* Work instruction 1: In the review of Dose Your Dreams, give the stretch from "And psych-rock-groove it" through "groove, digital hardcore." again, changing "krautrock" to "shoegaze".
* Work instruction 2: According to the review of Dose Your Dreams, which track closes the album?

* Text under study:
>>>>
I was sent an unfinished version of Dose Your Dreams so that I might contribute string parts. I couldn’t stop listening to the rough mixes I received. A friend asked me how the record was. I replied, “My God, Fucked Up have made their Screamadelica.”

 
And psych-rock-groove it is. The drums mixed wide, propensity for drones, for delay pedal, for repetition, groove. The politics and aesthetics of hardcore married to an “open format” approach to genre. Elements of doo-wop, krautrock, groove, digital hardcore.
 
“None of Your Business Man” opens the album in familiar enough territory, a sax-assisted exit from an office space. But things get psychedelic very quickly. By the time the title track arrives, Mike Haliechuk is whispering, wah pedals are in full effect, and we’re wearing oversized t-shirts and pinwheeling. “Accelerate,” the lyrical centerpiece of the album, storms in like Boredoms on a bullet train and dissolves into a digital nightmare. The album closer, “Joy Stops Time,” finds Fucked Up at their most Düsseldorfian, nearly eight minutes of blissful motorik.
<<<<
* Material provided:
>>>>
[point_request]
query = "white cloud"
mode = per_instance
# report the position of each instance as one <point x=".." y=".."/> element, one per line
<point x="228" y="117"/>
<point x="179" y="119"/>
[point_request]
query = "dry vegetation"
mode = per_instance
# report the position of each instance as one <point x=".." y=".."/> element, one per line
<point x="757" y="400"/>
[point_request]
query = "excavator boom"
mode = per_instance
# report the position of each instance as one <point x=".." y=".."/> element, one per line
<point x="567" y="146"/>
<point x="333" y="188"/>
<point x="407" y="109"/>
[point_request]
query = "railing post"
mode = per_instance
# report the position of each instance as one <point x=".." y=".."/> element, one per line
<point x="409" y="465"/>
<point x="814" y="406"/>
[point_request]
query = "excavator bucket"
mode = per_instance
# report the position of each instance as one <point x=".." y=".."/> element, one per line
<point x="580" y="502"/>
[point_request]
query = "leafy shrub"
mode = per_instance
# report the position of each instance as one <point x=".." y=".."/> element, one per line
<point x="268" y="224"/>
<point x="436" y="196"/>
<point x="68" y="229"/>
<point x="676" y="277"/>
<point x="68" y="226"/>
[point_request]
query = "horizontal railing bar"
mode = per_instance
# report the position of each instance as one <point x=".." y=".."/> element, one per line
<<<<
>>>>
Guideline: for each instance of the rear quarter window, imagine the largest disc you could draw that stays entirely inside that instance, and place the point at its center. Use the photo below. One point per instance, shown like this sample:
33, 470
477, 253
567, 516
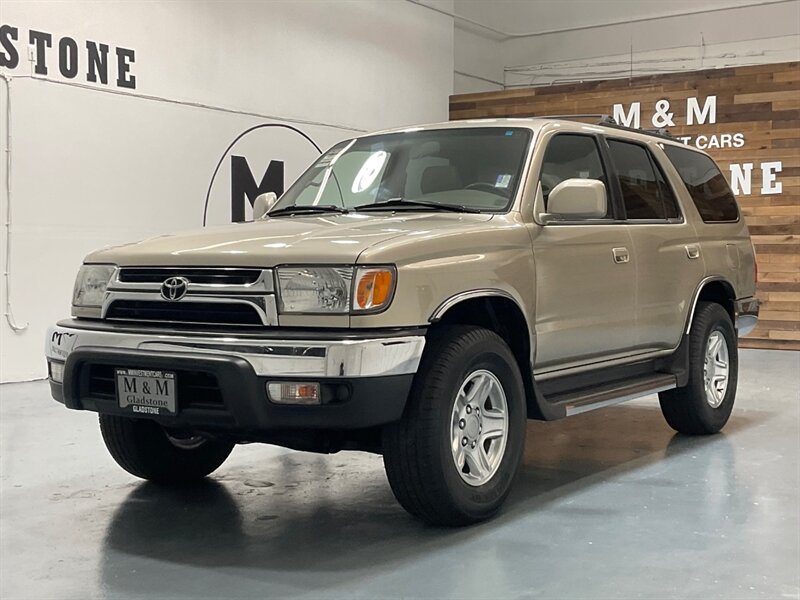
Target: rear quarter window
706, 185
<<<<
* Final answer 1:
And psych-rock-groove it is. The drums mixed wide, propensity for drones, for delay pedal, for repetition, groove. The politics and aesthetics of hardcore married to an “open format” approach to genre. Elements of doo-wop, shoegaze, groove, digital hardcore.

* Final answer 2: "Joy Stops Time."